TO BE DONE –
Exactly the lines from the one containing "of the utility" through the end of the data below are to be reproduced, and nothing besides them.

ITEMS –

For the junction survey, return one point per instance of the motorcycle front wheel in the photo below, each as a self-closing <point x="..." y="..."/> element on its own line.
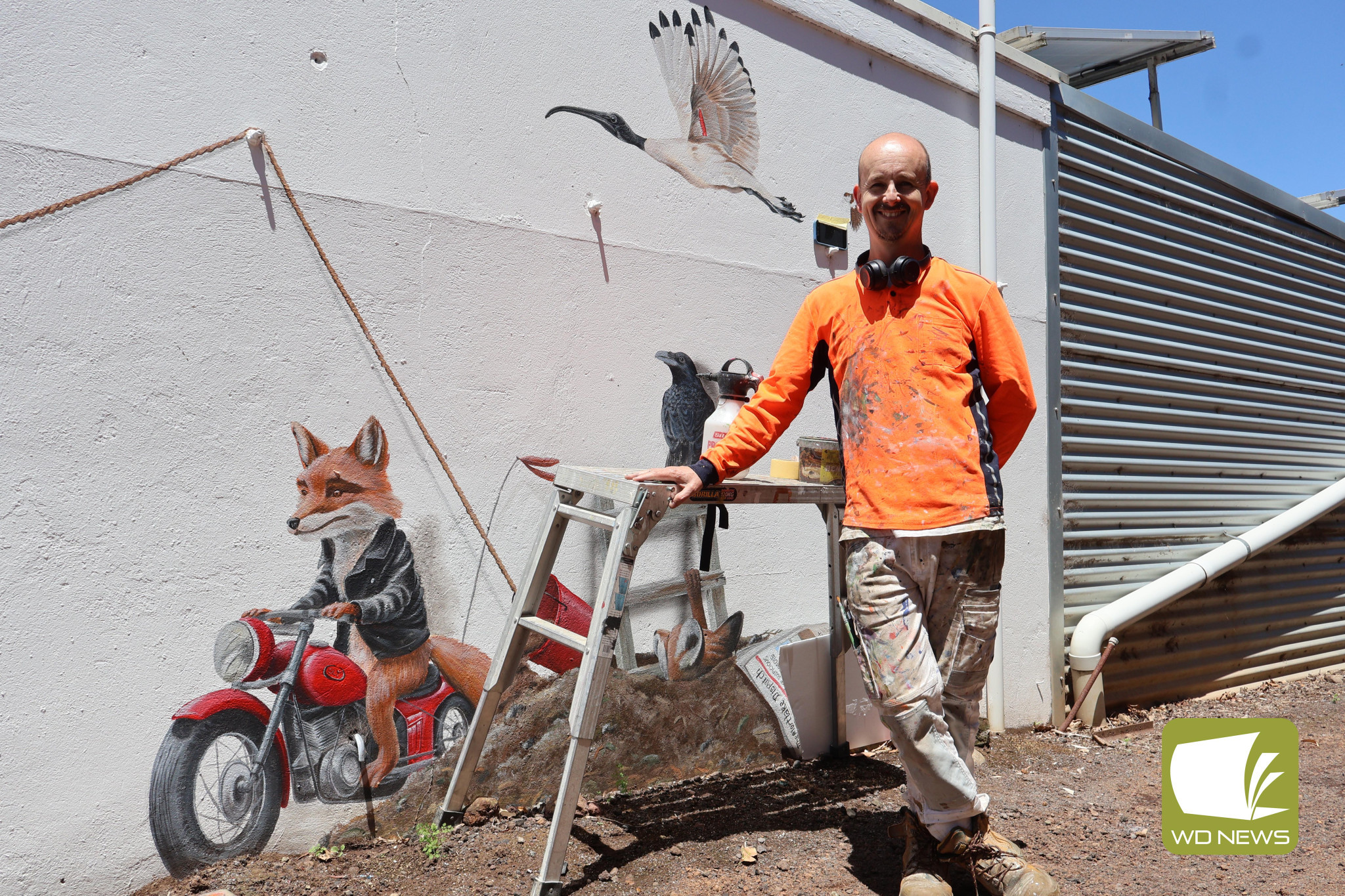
<point x="206" y="803"/>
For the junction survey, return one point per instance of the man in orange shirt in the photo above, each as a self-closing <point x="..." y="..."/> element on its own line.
<point x="933" y="395"/>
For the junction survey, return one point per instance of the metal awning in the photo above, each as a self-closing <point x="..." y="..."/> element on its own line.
<point x="1091" y="55"/>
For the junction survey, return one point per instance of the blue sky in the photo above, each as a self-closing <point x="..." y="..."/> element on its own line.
<point x="1269" y="98"/>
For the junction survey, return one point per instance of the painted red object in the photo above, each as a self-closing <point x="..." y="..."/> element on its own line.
<point x="265" y="648"/>
<point x="215" y="702"/>
<point x="568" y="610"/>
<point x="420" y="717"/>
<point x="327" y="677"/>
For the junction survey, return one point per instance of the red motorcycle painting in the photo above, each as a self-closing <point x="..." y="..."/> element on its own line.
<point x="229" y="763"/>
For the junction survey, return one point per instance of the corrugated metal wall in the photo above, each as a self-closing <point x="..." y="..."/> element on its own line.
<point x="1201" y="391"/>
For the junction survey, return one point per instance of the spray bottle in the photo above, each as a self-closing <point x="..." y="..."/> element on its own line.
<point x="735" y="391"/>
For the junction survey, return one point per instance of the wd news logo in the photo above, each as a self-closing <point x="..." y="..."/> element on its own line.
<point x="1229" y="786"/>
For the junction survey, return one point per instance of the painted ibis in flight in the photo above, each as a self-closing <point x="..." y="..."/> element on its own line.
<point x="716" y="106"/>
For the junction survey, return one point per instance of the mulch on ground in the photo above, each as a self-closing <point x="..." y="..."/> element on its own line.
<point x="1090" y="815"/>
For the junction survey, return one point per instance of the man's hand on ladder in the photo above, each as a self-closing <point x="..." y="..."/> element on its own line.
<point x="685" y="479"/>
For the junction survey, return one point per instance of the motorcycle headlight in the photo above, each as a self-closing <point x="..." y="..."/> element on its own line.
<point x="242" y="651"/>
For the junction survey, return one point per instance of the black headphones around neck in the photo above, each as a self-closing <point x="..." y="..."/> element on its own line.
<point x="903" y="272"/>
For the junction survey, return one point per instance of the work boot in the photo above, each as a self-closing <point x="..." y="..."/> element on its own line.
<point x="997" y="863"/>
<point x="921" y="870"/>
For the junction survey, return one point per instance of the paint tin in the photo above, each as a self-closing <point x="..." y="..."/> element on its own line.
<point x="820" y="459"/>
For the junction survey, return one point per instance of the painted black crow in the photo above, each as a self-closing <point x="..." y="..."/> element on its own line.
<point x="685" y="410"/>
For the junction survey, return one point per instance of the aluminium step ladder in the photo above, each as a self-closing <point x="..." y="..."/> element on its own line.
<point x="630" y="524"/>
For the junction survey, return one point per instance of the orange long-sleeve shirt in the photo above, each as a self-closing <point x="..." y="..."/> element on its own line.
<point x="921" y="445"/>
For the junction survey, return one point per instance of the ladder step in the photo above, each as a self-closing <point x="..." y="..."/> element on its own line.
<point x="554" y="633"/>
<point x="591" y="517"/>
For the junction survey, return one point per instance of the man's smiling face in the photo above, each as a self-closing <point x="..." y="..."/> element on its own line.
<point x="894" y="187"/>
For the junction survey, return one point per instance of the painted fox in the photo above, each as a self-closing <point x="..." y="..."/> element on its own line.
<point x="368" y="576"/>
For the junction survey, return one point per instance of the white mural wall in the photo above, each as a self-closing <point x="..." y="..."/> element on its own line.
<point x="159" y="340"/>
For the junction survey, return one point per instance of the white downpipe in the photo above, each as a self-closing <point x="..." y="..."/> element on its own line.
<point x="986" y="123"/>
<point x="1095" y="628"/>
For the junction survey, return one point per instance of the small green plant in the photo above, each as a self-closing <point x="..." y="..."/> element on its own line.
<point x="327" y="853"/>
<point x="433" y="840"/>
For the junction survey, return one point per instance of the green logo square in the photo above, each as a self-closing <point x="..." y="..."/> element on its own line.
<point x="1229" y="786"/>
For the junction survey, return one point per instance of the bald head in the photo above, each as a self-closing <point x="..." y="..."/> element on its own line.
<point x="892" y="148"/>
<point x="893" y="192"/>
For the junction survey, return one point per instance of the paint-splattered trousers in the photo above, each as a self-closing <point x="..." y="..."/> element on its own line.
<point x="925" y="612"/>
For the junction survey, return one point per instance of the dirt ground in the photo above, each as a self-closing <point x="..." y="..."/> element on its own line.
<point x="1090" y="815"/>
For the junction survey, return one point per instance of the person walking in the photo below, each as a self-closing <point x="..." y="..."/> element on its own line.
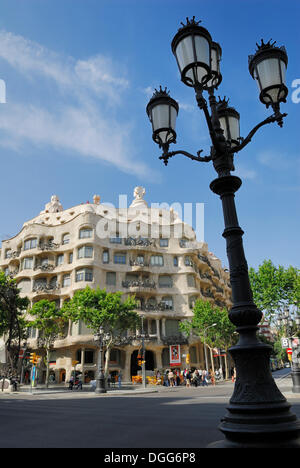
<point x="188" y="379"/>
<point x="171" y="378"/>
<point x="204" y="378"/>
<point x="120" y="379"/>
<point x="212" y="377"/>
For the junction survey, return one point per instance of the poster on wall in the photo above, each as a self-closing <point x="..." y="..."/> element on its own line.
<point x="175" y="356"/>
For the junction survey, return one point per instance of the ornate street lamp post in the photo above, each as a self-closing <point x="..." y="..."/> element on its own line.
<point x="258" y="414"/>
<point x="289" y="323"/>
<point x="204" y="343"/>
<point x="100" y="381"/>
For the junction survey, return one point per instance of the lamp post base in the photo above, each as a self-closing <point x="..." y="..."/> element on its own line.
<point x="100" y="387"/>
<point x="258" y="415"/>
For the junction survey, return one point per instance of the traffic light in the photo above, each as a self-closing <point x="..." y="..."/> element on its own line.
<point x="34" y="358"/>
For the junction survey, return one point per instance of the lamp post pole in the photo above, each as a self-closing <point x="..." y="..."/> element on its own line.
<point x="258" y="415"/>
<point x="100" y="381"/>
<point x="289" y="323"/>
<point x="144" y="383"/>
<point x="204" y="343"/>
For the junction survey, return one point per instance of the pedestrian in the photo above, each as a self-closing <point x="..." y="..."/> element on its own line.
<point x="71" y="383"/>
<point x="120" y="379"/>
<point x="188" y="379"/>
<point x="212" y="377"/>
<point x="171" y="378"/>
<point x="204" y="378"/>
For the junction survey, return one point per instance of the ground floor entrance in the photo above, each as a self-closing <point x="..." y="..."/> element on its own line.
<point x="150" y="364"/>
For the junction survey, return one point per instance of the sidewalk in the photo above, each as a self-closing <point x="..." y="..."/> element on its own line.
<point x="127" y="388"/>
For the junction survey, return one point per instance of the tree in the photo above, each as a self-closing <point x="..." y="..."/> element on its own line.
<point x="274" y="287"/>
<point x="50" y="321"/>
<point x="12" y="323"/>
<point x="96" y="308"/>
<point x="205" y="315"/>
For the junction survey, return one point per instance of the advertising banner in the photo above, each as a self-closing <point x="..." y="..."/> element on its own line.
<point x="175" y="356"/>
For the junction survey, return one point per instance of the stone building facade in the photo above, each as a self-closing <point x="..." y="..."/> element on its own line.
<point x="147" y="252"/>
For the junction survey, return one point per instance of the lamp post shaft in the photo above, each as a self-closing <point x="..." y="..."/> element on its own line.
<point x="258" y="414"/>
<point x="100" y="384"/>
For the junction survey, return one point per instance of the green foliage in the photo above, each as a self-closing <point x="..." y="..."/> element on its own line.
<point x="273" y="287"/>
<point x="12" y="323"/>
<point x="49" y="320"/>
<point x="205" y="315"/>
<point x="96" y="307"/>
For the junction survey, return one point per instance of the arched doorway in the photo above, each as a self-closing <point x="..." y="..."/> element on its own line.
<point x="62" y="375"/>
<point x="149" y="358"/>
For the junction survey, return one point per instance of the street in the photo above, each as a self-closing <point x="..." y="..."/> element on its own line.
<point x="171" y="418"/>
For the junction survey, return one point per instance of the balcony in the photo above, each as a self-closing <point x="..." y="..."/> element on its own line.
<point x="140" y="242"/>
<point x="48" y="246"/>
<point x="174" y="339"/>
<point x="45" y="267"/>
<point x="42" y="287"/>
<point x="147" y="283"/>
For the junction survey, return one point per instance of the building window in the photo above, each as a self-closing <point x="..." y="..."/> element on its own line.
<point x="120" y="258"/>
<point x="31" y="332"/>
<point x="157" y="260"/>
<point x="191" y="281"/>
<point x="86" y="274"/>
<point x="59" y="260"/>
<point x="165" y="281"/>
<point x="192" y="302"/>
<point x="111" y="278"/>
<point x="85" y="233"/>
<point x="116" y="240"/>
<point x="164" y="242"/>
<point x="7" y="253"/>
<point x="66" y="281"/>
<point x="183" y="243"/>
<point x="85" y="251"/>
<point x="167" y="302"/>
<point x="30" y="244"/>
<point x="188" y="261"/>
<point x="66" y="239"/>
<point x="28" y="263"/>
<point x="172" y="327"/>
<point x="105" y="256"/>
<point x="89" y="355"/>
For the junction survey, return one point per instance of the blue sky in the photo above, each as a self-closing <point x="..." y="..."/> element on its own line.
<point x="79" y="74"/>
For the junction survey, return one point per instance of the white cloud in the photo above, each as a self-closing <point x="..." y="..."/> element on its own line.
<point x="245" y="173"/>
<point x="84" y="125"/>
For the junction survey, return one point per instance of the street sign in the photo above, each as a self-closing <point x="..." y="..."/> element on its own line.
<point x="285" y="342"/>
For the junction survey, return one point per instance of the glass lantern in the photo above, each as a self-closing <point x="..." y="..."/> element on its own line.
<point x="162" y="111"/>
<point x="230" y="122"/>
<point x="216" y="55"/>
<point x="192" y="49"/>
<point x="268" y="67"/>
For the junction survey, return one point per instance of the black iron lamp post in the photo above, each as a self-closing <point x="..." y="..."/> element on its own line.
<point x="289" y="323"/>
<point x="100" y="381"/>
<point x="258" y="414"/>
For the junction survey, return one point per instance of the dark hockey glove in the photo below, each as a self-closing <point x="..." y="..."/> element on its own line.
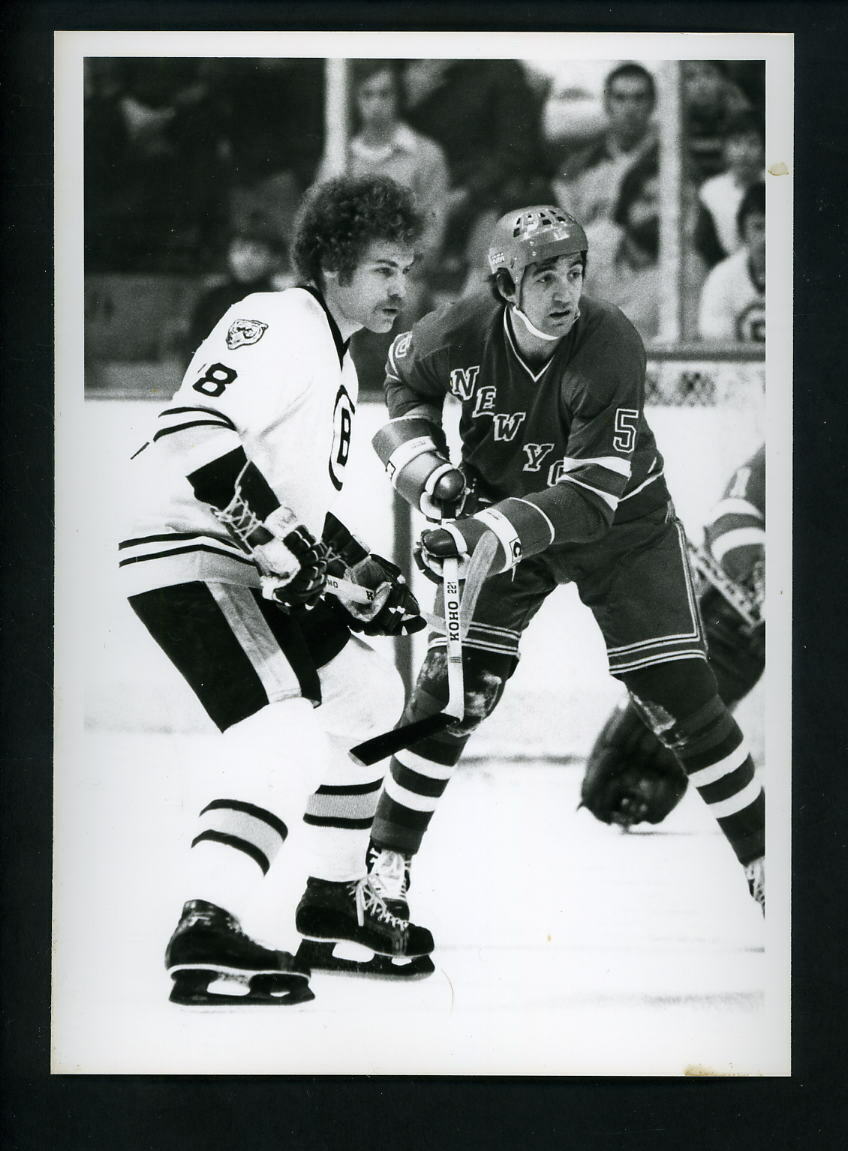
<point x="629" y="776"/>
<point x="414" y="454"/>
<point x="394" y="610"/>
<point x="736" y="652"/>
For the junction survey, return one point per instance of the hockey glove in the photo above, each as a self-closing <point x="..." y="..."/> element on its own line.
<point x="394" y="609"/>
<point x="631" y="777"/>
<point x="459" y="539"/>
<point x="414" y="455"/>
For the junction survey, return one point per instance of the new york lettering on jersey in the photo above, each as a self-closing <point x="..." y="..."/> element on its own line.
<point x="578" y="419"/>
<point x="273" y="378"/>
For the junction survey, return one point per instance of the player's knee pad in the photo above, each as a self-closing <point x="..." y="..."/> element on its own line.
<point x="666" y="692"/>
<point x="361" y="693"/>
<point x="736" y="655"/>
<point x="483" y="684"/>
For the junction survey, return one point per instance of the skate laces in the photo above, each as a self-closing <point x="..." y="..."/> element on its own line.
<point x="369" y="901"/>
<point x="389" y="871"/>
<point x="755" y="875"/>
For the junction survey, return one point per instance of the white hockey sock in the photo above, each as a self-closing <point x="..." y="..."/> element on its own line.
<point x="338" y="816"/>
<point x="249" y="795"/>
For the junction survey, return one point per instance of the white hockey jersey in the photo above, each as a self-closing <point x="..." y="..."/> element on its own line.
<point x="273" y="376"/>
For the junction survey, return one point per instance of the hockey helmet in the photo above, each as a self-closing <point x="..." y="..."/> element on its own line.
<point x="529" y="235"/>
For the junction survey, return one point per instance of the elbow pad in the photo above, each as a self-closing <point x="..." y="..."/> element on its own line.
<point x="417" y="466"/>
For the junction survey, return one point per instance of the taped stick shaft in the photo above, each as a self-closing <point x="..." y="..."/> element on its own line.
<point x="453" y="602"/>
<point x="392" y="741"/>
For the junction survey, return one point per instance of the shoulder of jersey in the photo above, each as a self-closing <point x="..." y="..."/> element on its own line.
<point x="731" y="267"/>
<point x="288" y="303"/>
<point x="609" y="318"/>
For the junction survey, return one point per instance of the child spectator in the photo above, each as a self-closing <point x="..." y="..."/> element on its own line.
<point x="745" y="159"/>
<point x="733" y="299"/>
<point x="589" y="184"/>
<point x="253" y="264"/>
<point x="383" y="144"/>
<point x="624" y="260"/>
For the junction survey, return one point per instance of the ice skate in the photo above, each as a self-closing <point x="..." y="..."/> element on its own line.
<point x="390" y="871"/>
<point x="755" y="875"/>
<point x="213" y="962"/>
<point x="348" y="928"/>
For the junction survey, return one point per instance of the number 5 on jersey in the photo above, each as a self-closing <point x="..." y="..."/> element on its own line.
<point x="214" y="380"/>
<point x="626" y="424"/>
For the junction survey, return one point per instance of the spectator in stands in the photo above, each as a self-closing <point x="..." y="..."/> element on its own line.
<point x="733" y="298"/>
<point x="254" y="259"/>
<point x="588" y="187"/>
<point x="711" y="99"/>
<point x="624" y="266"/>
<point x="486" y="116"/>
<point x="386" y="145"/>
<point x="275" y="130"/>
<point x="745" y="159"/>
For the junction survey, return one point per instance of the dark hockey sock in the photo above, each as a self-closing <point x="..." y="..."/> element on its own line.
<point x="244" y="828"/>
<point x="712" y="749"/>
<point x="417" y="780"/>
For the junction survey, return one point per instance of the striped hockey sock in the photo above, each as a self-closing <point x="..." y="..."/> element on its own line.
<point x="230" y="854"/>
<point x="412" y="791"/>
<point x="715" y="754"/>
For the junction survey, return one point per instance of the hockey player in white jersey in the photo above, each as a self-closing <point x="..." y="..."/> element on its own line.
<point x="226" y="558"/>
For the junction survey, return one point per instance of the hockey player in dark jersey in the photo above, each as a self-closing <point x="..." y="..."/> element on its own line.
<point x="631" y="777"/>
<point x="560" y="469"/>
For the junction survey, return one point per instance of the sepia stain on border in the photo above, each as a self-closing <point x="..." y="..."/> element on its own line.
<point x="695" y="1071"/>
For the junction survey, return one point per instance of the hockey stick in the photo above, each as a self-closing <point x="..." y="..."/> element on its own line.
<point x="458" y="611"/>
<point x="747" y="603"/>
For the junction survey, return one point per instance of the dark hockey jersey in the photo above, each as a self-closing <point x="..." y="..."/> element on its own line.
<point x="575" y="421"/>
<point x="735" y="533"/>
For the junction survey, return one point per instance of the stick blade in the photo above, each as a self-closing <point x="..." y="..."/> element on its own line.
<point x="381" y="747"/>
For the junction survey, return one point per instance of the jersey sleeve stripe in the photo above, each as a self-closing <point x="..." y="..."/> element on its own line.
<point x="178" y="551"/>
<point x="641" y="487"/>
<point x="611" y="463"/>
<point x="740" y="538"/>
<point x="609" y="500"/>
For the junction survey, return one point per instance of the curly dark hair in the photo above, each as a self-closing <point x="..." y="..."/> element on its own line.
<point x="341" y="216"/>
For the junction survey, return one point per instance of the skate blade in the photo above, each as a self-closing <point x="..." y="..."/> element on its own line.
<point x="346" y="958"/>
<point x="213" y="989"/>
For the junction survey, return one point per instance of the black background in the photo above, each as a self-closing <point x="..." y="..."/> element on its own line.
<point x="71" y="1113"/>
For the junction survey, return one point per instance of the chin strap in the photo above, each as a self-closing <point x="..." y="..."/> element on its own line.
<point x="532" y="327"/>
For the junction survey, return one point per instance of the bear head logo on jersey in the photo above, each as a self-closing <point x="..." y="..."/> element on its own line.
<point x="244" y="332"/>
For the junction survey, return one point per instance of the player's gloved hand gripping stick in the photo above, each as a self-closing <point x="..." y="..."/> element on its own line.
<point x="459" y="606"/>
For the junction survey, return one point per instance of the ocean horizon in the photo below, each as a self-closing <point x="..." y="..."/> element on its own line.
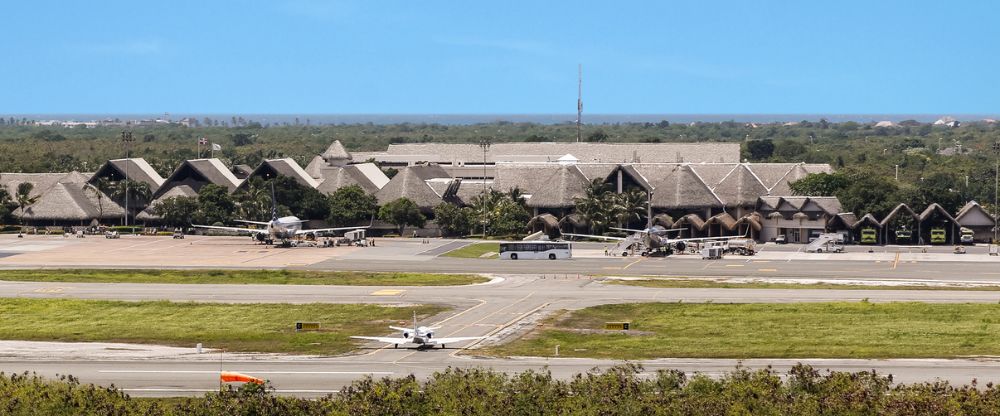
<point x="469" y="119"/>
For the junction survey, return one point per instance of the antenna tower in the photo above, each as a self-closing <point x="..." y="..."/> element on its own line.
<point x="579" y="101"/>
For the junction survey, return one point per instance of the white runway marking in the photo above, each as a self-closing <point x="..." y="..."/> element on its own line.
<point x="245" y="371"/>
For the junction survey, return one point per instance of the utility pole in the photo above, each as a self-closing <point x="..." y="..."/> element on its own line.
<point x="127" y="141"/>
<point x="485" y="144"/>
<point x="579" y="102"/>
<point x="996" y="186"/>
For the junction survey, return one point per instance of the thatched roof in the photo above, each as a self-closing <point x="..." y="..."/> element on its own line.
<point x="691" y="220"/>
<point x="137" y="168"/>
<point x="753" y="219"/>
<point x="271" y="168"/>
<point x="842" y="220"/>
<point x="868" y="220"/>
<point x="900" y="209"/>
<point x="411" y="183"/>
<point x="973" y="215"/>
<point x="740" y="187"/>
<point x="67" y="201"/>
<point x="935" y="208"/>
<point x="200" y="172"/>
<point x="663" y="220"/>
<point x="560" y="189"/>
<point x="724" y="219"/>
<point x="680" y="187"/>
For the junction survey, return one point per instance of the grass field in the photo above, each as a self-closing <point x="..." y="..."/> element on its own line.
<point x="278" y="277"/>
<point x="795" y="330"/>
<point x="708" y="283"/>
<point x="233" y="327"/>
<point x="476" y="251"/>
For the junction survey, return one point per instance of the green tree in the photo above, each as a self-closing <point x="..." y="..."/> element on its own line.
<point x="215" y="205"/>
<point x="24" y="197"/>
<point x="351" y="205"/>
<point x="599" y="206"/>
<point x="402" y="212"/>
<point x="760" y="150"/>
<point x="454" y="220"/>
<point x="177" y="211"/>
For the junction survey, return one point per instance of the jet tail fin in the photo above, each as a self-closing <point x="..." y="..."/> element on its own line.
<point x="274" y="204"/>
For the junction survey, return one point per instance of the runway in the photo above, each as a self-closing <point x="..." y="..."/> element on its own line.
<point x="520" y="293"/>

COMPLETED TASK –
For the junction survey, return one point per instance of the utility pole in the photo above, each as a self-closing <point x="..." y="..."/> element on its own line.
<point x="127" y="141"/>
<point x="485" y="144"/>
<point x="579" y="102"/>
<point x="996" y="186"/>
For the junction survey, return one point per instance of the thatched roof in the photo above, each as a self-closing <point x="..." y="..."/> element on its own line.
<point x="691" y="220"/>
<point x="137" y="168"/>
<point x="753" y="219"/>
<point x="271" y="168"/>
<point x="842" y="220"/>
<point x="868" y="220"/>
<point x="900" y="209"/>
<point x="411" y="183"/>
<point x="973" y="215"/>
<point x="740" y="187"/>
<point x="67" y="201"/>
<point x="935" y="208"/>
<point x="200" y="172"/>
<point x="663" y="220"/>
<point x="560" y="189"/>
<point x="724" y="219"/>
<point x="680" y="187"/>
For the junction survey, return one point per instance of the grass field in the photo above, each as a self-closing <point x="..." y="..."/> element on its own line.
<point x="278" y="277"/>
<point x="795" y="330"/>
<point x="708" y="283"/>
<point x="233" y="327"/>
<point x="476" y="251"/>
For the junction survey, return one point per instance of the green tree in the photo above, each as a self-closing <point x="..." y="..."/> element on its own line.
<point x="215" y="205"/>
<point x="24" y="197"/>
<point x="351" y="205"/>
<point x="599" y="206"/>
<point x="402" y="212"/>
<point x="760" y="150"/>
<point x="454" y="220"/>
<point x="177" y="211"/>
For the junction survey, return one point per instance of the jet tail fin in the photo above, each as a self-closing <point x="..." y="..."/> element on its own line.
<point x="274" y="204"/>
For the junction survey, return one point per instance of the runway in the photo above, each as a self-closing <point x="..." y="..."/> element on its own line.
<point x="520" y="293"/>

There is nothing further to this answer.